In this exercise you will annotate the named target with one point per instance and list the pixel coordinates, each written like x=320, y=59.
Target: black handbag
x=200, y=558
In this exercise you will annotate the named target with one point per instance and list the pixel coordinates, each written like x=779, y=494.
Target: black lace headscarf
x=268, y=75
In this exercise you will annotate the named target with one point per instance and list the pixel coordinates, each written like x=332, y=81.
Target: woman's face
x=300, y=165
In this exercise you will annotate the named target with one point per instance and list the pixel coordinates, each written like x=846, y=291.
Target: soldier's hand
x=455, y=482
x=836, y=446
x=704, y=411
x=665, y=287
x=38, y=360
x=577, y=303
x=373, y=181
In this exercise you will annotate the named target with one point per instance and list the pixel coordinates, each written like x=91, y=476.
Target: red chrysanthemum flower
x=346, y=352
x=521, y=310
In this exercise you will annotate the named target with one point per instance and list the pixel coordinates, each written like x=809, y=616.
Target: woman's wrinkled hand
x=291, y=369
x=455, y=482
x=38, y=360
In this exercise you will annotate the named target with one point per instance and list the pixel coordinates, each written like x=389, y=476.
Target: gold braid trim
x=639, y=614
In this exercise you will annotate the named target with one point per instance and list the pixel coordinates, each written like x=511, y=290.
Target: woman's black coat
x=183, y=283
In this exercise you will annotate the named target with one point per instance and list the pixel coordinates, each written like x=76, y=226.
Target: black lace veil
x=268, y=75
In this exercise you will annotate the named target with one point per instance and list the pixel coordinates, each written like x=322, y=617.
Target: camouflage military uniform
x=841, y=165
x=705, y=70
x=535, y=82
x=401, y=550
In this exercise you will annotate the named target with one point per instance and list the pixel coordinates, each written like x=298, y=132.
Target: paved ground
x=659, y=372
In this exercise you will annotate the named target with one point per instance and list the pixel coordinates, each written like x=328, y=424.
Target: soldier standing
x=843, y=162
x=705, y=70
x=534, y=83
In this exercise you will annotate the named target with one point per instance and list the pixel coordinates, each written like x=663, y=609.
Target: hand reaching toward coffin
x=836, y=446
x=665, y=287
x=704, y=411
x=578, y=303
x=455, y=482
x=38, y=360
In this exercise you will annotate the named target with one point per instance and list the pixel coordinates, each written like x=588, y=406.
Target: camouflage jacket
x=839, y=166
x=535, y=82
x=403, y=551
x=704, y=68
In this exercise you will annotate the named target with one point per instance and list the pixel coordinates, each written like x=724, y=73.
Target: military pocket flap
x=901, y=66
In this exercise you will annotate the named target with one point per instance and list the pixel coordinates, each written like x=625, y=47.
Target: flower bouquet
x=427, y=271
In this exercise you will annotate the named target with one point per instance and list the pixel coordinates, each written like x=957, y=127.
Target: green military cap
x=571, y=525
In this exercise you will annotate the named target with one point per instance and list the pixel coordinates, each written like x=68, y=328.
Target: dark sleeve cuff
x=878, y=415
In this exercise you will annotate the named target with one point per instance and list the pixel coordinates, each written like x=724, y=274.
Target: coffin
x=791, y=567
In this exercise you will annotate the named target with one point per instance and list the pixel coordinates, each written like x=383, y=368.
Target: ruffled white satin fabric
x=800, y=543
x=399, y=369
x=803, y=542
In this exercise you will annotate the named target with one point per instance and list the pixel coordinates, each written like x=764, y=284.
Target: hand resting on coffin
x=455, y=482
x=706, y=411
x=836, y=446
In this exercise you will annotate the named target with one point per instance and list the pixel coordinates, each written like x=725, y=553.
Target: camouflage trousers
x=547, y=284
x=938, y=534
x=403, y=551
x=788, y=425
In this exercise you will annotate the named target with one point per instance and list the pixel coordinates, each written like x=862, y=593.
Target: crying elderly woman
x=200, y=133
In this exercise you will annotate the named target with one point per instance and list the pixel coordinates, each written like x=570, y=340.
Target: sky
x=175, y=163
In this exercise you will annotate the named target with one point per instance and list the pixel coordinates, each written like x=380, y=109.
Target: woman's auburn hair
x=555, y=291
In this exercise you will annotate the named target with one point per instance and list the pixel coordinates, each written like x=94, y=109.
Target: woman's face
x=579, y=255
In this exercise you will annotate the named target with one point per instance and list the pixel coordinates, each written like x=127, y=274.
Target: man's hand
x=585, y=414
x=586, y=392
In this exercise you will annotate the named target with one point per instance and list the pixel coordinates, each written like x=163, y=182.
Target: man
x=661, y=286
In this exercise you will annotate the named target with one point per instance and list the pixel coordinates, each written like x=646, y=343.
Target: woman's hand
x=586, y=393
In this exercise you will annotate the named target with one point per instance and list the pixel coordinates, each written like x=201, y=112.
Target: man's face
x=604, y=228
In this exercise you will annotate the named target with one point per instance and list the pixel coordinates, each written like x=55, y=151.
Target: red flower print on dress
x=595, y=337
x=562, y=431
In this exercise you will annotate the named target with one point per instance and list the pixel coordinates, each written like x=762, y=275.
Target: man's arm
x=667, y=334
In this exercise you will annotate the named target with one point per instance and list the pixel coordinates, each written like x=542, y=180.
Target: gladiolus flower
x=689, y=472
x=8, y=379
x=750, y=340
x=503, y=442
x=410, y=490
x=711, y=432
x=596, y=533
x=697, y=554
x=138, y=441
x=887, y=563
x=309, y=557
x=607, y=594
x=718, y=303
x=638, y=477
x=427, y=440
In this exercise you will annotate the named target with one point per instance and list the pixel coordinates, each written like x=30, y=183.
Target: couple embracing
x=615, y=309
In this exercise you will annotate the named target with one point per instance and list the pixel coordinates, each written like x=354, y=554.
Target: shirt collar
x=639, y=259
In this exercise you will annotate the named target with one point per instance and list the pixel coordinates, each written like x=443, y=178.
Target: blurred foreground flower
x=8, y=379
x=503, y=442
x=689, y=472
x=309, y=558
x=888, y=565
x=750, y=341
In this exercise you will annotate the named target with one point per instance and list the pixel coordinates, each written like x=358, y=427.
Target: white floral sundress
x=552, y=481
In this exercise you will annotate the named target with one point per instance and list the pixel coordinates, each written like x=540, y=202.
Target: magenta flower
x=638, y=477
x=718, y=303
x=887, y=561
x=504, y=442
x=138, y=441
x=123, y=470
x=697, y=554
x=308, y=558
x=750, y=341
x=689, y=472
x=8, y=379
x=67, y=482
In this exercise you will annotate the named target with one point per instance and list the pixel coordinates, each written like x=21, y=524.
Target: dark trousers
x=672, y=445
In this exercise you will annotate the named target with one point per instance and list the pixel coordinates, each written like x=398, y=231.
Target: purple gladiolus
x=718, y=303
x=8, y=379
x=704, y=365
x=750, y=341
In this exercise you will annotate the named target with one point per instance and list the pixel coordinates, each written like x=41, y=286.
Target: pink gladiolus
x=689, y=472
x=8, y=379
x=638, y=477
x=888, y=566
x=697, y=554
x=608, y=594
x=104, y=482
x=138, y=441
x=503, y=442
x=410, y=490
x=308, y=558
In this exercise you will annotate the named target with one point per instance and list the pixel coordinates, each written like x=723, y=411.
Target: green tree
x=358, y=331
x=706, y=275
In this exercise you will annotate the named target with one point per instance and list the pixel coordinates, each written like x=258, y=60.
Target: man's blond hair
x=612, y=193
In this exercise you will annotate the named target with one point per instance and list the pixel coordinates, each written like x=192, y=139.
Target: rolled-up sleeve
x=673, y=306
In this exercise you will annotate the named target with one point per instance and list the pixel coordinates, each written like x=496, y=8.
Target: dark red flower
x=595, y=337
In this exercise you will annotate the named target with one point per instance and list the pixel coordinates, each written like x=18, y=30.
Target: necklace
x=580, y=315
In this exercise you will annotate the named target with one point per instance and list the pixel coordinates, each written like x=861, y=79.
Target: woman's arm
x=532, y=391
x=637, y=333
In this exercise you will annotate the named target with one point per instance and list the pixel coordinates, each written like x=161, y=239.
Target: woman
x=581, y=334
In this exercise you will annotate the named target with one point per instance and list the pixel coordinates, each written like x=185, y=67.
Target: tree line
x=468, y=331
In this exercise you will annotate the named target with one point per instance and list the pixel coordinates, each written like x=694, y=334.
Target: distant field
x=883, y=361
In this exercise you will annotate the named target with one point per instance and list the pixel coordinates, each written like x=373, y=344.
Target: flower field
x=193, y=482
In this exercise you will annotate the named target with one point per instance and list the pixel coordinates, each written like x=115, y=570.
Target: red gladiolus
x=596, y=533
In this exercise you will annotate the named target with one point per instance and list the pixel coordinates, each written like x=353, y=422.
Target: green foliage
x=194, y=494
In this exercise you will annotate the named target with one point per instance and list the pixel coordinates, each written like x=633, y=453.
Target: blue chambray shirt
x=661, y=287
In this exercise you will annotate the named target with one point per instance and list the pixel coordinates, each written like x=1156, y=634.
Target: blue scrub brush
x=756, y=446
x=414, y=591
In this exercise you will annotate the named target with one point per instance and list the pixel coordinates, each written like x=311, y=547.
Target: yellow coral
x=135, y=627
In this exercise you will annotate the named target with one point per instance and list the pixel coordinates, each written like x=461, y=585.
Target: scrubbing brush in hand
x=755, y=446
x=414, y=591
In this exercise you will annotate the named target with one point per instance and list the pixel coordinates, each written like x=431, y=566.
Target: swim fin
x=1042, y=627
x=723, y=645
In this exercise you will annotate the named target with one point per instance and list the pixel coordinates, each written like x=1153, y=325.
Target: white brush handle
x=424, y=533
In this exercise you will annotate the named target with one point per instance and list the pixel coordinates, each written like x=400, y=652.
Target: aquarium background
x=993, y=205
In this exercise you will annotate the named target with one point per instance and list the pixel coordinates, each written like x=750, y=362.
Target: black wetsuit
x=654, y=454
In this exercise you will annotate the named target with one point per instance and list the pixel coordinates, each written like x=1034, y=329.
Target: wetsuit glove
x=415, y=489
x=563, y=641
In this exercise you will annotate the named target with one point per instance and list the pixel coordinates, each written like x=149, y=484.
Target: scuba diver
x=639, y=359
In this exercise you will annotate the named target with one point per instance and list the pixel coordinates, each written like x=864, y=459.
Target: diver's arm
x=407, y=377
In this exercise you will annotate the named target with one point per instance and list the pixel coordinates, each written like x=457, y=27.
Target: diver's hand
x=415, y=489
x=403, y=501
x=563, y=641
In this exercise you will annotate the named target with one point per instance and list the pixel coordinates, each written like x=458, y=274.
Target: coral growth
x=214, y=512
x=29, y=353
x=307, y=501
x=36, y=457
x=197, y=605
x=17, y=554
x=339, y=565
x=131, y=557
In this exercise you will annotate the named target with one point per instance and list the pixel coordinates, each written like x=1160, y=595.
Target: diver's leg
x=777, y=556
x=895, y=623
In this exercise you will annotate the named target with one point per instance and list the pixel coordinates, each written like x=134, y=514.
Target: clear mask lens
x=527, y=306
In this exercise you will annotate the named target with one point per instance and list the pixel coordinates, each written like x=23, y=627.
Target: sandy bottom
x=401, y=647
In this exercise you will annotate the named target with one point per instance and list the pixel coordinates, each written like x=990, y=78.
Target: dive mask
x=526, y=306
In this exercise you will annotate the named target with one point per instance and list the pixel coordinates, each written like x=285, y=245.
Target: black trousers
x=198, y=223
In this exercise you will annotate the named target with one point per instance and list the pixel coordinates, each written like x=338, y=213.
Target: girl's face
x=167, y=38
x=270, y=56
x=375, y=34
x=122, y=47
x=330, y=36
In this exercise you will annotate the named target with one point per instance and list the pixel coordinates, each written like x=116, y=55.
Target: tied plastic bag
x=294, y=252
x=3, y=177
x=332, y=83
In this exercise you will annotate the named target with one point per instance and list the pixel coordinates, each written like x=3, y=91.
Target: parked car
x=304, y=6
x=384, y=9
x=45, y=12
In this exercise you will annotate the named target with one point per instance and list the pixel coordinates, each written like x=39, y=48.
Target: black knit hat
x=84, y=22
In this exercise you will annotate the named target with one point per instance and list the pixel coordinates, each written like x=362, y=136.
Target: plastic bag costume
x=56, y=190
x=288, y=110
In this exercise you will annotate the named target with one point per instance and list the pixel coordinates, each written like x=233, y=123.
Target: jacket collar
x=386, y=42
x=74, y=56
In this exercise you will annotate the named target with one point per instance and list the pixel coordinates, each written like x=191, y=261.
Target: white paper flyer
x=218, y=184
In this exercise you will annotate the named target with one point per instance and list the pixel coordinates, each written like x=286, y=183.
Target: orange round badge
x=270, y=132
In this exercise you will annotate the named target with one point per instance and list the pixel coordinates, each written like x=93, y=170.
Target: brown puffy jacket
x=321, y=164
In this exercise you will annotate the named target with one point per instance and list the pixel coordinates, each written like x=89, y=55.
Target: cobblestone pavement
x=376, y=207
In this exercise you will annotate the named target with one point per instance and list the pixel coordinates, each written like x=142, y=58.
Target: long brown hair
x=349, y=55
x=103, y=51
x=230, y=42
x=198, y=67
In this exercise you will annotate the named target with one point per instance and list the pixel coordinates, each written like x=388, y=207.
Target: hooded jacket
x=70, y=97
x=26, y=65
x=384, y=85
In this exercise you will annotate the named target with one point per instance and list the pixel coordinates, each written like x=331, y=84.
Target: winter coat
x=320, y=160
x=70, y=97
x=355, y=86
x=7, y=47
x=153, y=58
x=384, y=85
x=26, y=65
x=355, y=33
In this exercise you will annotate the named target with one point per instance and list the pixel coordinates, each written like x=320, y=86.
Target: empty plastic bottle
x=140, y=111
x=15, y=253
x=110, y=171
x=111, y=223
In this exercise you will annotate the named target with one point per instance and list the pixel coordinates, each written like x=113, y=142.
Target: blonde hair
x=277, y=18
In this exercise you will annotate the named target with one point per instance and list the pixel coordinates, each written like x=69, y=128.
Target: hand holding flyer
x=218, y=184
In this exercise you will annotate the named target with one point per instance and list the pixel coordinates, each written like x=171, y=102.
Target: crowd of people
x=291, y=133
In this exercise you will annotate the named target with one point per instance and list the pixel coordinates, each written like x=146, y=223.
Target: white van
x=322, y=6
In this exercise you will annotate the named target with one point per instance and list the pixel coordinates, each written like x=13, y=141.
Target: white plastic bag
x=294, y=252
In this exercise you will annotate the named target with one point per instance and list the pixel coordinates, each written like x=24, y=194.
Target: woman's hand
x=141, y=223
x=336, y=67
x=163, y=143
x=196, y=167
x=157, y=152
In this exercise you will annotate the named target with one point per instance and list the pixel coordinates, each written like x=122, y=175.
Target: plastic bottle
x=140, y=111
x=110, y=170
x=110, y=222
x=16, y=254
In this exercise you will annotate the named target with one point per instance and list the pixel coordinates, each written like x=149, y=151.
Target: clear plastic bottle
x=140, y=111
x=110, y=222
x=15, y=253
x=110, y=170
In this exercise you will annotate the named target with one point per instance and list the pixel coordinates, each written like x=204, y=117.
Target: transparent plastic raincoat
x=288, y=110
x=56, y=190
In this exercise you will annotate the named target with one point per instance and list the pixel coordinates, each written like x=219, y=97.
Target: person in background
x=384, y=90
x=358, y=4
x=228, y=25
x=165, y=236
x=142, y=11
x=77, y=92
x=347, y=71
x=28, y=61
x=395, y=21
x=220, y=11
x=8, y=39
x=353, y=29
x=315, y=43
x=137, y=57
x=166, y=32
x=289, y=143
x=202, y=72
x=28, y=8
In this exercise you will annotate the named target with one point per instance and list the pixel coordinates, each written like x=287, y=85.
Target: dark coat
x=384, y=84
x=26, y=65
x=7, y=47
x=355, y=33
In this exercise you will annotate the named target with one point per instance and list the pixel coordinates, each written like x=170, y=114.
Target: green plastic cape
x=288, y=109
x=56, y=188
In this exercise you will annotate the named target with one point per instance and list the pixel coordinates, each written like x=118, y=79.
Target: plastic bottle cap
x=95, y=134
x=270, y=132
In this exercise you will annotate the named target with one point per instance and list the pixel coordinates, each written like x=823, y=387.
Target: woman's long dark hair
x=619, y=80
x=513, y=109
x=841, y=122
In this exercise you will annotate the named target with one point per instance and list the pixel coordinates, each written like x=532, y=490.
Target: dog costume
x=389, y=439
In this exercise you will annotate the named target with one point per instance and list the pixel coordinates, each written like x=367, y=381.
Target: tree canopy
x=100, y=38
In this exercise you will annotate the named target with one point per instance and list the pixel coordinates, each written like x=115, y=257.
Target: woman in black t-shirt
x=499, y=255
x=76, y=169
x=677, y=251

» What to do: Considering only the material above, set down every line from the one with "like x=233, y=123." to the one with "like x=93, y=170.", inclusive, exactly as written.

» Written answer:
In this exercise you will annotate the named target with one point per instance and list the pixel coordinates, each written like x=233, y=123.
Target: jacket collar
x=386, y=42
x=74, y=56
In this exercise you will annotate the named target with one point per instance and list the pixel coordinates, each written like x=191, y=261.
Target: white paper flyer
x=218, y=184
In this exercise you will annotate the named target with one point per instance and list the pixel coordinates, each written like x=286, y=183.
Target: orange round badge
x=270, y=132
In this exercise you will annotate the named target with one point per instance and list the pixel coordinates, each written like x=93, y=170.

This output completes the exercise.